[Entries from a dataset]
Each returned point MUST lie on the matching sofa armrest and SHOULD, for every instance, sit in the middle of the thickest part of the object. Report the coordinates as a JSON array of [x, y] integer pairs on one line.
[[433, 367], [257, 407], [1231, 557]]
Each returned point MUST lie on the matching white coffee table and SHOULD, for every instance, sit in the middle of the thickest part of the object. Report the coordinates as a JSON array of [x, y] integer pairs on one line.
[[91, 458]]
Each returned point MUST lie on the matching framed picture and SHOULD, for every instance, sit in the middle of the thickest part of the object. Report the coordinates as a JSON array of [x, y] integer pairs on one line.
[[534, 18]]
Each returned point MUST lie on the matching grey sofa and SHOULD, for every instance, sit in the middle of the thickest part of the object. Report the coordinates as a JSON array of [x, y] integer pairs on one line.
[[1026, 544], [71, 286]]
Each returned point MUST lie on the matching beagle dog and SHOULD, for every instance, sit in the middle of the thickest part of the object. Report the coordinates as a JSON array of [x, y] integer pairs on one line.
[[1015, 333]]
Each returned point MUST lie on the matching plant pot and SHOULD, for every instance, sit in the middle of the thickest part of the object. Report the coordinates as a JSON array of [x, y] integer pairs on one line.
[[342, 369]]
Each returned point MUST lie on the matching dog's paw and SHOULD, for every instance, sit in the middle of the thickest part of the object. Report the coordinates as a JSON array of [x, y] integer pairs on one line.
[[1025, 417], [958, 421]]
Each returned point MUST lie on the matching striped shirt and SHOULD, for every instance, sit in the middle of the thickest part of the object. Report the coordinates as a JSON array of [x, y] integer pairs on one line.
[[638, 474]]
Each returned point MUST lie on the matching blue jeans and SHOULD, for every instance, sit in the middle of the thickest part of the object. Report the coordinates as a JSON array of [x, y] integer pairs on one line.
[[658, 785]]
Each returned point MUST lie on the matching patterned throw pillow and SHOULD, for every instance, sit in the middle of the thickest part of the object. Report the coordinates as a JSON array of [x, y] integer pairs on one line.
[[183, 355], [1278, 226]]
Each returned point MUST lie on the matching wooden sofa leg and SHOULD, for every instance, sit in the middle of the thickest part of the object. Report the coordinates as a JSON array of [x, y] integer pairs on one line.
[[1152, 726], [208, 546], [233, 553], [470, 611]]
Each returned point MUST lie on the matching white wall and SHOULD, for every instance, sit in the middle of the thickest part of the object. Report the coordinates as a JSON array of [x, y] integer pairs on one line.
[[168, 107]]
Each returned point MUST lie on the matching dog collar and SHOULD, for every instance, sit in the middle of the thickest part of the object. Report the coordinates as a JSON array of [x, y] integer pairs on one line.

- _Written request_: Copy the listing above word for word, starting at its very first line and ending with the line that contains "[[1015, 333]]".

- _The answer_:
Each returned point MUST lie on the matching sofa armrest and SHOULD, for every instance, sit in the middle of the thickest part of the object. Report the coordinates as a JSON array of [x, y] integer pairs on one line.
[[433, 367], [257, 407], [1231, 557]]
Each returned point MUST lie on the matching white coffee table and SHOULD, for every instance, sit in the middle of the thickest part of the object. Report the coordinates as a JSON array of [x, y] integer pairs on one line.
[[91, 458]]
Each returned point MUST lie on the matching framed picture and SHOULD, for every instance, sit in the middle of the thickest part of the object. Report the coordinates as a JSON array of [x, y] integer pairs on one line.
[[534, 18]]
Each returned point MUST lie on the matching grey sofa and SHOULD, for every instance, sit in the middle of the thickest part of the object. Report the coordinates as a JSON array of [x, y] integer pairs on one line.
[[1026, 544], [71, 286]]
Each returned point MUST lie on the matching beagle dog and SHOULD, for every instance, sit in the middle of the thickest part of the object. Report the coordinates as a JSON array of [x, y] integer pairs on one line.
[[1015, 333]]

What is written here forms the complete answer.